→ **GIVEN PROBLEM**
Copy out all the items below, replacing "innermost point" with "most interior point" and keeping everything else the same. Leave the pictures out.

^^^^

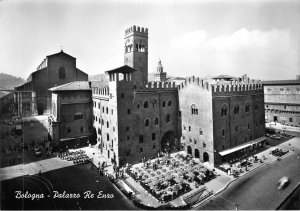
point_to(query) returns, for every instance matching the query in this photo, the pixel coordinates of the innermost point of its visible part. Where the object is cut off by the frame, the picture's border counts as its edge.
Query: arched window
(247, 107)
(62, 73)
(78, 115)
(194, 110)
(236, 109)
(156, 121)
(146, 104)
(256, 106)
(224, 110)
(147, 122)
(168, 118)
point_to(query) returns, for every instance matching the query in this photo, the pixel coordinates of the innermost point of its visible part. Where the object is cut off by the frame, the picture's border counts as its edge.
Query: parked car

^^^^

→ **WORKED ANSWER**
point_to(query) returns, for every instance matching the query in this photo, the pixel coordinates of the most interior point of its visible part. Where the object is cut off by the frame, the picture's border counts as its edge.
Query: arched window
(247, 107)
(62, 73)
(78, 115)
(194, 110)
(236, 109)
(156, 121)
(146, 104)
(256, 106)
(224, 110)
(147, 122)
(168, 118)
point_to(query) returns, for every instance matching the query in this photo, the pixel coordinates of the most interior point of its visible part. Where the object is cut off by the frame, the picture's border counts as its edge.
Query: parked car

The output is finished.